**What the task requires**
Reproduce the forum thread on Tesco Mobile below word for word, from its title through the final line.

**Source excerpt**
==*==

# Tesco Mobile anyone have it any good???



## Frank (23 Mar 2016)

I was looking at changing the phone.

Tesco popped up with a decent looking deal for a new smart phone.

I know they don't have 4G not that much of a deal for me.

Are they any good I know they piggy back on Three / O2


----------



## rob oyle (23 Mar 2016)

Frank said:


> I know they don't have 4G not that much of a deal for me.
> 
> Are they any good I know they piggy back on Three / O2


Been with them for a few years now, no issues. They do work off the O2 network (and presumably the Three network also now) anywhere coverage isn't so great might be an issue. My only complaint is that I'm on a very cheap (and old) package which only includes 1GB of data and I sail close to the wind on that each month.


----------



## Frank (23 Mar 2016)

Thanks Rob

They seem to be doing some good data packages now 30 for 500 mins 500 txts and 15GB on bill pay then looks like good offers on mobiles hence the query.

24 months contract is a pain but what can you do.

Might be time to switch


----------



## Jazz01 (23 Mar 2016)

Frank - as an alternative... if you can pick up a sim free phone (argos etc), I would recommend http://48months.ie/ for packages... just throwing out an alternative, been using this for a number of years and very happy with them. Excellent customer support too (all online, which suits me)


----------



## horusd (23 Mar 2016)

I'm with them for yrs, and love em!  I do the €15 a month package with unlimited IRL calls which Tesco don't acutally charge for. €10 (of your 15 top-up ) buys you unlimited texts and €5 buys you 1GB of data which I've never exceeded.  Can be pricey when abroad, so make sure to turn-off roaming.  BTW you can use tesco coupons to buy credit if you shop in their stores, they even do a power-up top up where a €5 coupon buys you €15 credit for the phone, finally there is no contract.  What's not to like?


----------



## Frank (23 Mar 2016)

How's the coverage though H


----------



## mathepac (23 Mar 2016)

==*==

**Data extract**

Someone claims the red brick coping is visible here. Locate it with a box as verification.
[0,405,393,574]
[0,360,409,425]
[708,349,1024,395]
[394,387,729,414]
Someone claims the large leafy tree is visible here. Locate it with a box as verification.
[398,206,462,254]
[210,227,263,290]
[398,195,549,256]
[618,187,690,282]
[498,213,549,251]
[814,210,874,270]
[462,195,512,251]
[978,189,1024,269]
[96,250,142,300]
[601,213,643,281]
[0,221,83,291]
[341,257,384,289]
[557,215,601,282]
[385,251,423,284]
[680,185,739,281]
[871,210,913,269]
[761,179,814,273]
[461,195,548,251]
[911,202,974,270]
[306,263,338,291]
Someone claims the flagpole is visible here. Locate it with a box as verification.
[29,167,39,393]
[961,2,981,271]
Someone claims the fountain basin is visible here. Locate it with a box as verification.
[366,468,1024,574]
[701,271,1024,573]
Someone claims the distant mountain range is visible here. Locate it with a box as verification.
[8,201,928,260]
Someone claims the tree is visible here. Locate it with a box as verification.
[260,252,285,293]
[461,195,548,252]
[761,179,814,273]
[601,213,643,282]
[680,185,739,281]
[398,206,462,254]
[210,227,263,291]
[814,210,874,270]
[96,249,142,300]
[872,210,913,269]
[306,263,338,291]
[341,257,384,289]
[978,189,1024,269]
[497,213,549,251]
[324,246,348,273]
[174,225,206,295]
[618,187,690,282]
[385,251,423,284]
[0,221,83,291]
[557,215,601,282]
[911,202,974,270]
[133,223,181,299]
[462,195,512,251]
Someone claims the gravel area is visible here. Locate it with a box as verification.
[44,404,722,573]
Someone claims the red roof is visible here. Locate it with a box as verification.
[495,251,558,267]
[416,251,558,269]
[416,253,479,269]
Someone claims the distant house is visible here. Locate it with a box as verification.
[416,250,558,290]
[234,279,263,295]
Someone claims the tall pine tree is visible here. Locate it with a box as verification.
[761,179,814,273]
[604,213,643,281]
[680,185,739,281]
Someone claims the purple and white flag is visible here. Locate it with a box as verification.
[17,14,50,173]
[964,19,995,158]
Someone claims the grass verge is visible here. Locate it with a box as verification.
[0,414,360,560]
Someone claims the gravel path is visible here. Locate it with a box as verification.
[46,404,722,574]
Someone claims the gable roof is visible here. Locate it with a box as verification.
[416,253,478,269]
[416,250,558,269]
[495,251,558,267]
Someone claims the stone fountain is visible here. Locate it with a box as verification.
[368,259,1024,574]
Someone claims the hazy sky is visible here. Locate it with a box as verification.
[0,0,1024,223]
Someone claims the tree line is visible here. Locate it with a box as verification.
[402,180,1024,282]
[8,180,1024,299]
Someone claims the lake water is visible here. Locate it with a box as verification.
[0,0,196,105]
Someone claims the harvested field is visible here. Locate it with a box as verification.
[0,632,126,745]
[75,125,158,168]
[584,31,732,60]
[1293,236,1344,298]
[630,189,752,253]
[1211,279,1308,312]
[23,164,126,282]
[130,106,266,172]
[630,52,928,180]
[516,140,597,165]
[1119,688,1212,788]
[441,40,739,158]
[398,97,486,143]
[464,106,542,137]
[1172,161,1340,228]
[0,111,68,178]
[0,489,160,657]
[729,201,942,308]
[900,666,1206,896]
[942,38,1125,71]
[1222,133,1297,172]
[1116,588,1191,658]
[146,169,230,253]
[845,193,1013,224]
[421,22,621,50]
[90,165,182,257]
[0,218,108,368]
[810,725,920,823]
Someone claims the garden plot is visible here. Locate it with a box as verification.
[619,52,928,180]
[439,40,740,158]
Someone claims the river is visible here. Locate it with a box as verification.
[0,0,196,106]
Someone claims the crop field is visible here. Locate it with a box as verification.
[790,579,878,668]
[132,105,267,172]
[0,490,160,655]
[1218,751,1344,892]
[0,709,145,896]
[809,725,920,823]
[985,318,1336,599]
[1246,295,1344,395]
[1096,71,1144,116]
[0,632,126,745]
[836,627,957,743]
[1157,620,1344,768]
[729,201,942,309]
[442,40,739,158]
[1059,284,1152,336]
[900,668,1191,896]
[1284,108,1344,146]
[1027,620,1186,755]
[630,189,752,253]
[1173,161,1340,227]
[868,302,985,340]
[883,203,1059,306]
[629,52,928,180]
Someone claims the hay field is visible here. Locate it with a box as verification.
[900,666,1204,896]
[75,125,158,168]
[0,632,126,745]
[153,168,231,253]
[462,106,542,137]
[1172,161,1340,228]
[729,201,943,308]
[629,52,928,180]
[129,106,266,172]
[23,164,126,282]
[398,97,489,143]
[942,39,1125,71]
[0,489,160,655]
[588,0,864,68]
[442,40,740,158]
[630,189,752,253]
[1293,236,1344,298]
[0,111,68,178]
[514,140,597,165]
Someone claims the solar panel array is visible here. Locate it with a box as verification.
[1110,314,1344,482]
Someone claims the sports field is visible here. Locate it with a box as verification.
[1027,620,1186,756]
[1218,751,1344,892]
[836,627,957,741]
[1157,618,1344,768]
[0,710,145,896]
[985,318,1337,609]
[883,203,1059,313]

==*==

**Worked answer**
# Tesco Mobile anyone have it any good???



## Frank (23 Mar 2016)

I was looking at changing the phone.

Tesco popped up with a decent looking deal for a new smart phone.

I know they don't have 4G not that much of a deal for me.

Are they any good I know they piggy back on Three / O2


----------



## rob oyle (23 Mar 2016)

Frank said:


> I know they don't have 4G not that much of a deal for me.
> 
> Are they any good I know they piggy back on Three / O2


Been with them for a few years now, no issues. They do work off the O2 network (and presumably the Three network also now) anywhere coverage isn't so great might be an issue. My only complaint is that I'm on a very cheap (and old) package which only includes 1GB of data and I sail close to the wind on that each month.


----------



## Frank (23 Mar 2016)

Thanks Rob

They seem to be doing some good data packages now 30 for 500 mins 500 txts and 15GB on bill pay then looks like good offers on mobiles hence the query.

24 months contract is a pain but what can you do.

Might be time to switch


----------



## Jazz01 (23 Mar 2016)

Frank - as an alternative... if you can pick up a sim free phone (argos etc), I would recommend http://48months.ie/ for packages... just throwing out an alternative, been using this for a number of years and very happy with them. Excellent customer support too (all online, which suits me)


----------



## horusd (23 Mar 2016)

I'm with them for yrs, and love em!  I do the €15 a month package with unlimited IRL calls which Tesco don't acutally charge for. €10 (of your 15 top-up ) buys you unlimited texts and €5 buys you 1GB of data which I've never exceeded.  Can be pricey when abroad, so make sure to turn-off roaming.  BTW you can use tesco coupons to buy credit if you shop in their stores, they even do a power-up top up where a €5 coupon buys you €15 credit for the phone, finally there is no contract.  What's not to like?


----------



## Frank (23 Mar 2016)

How's the coverage though H


----------



## mathepac (23 Mar 2016)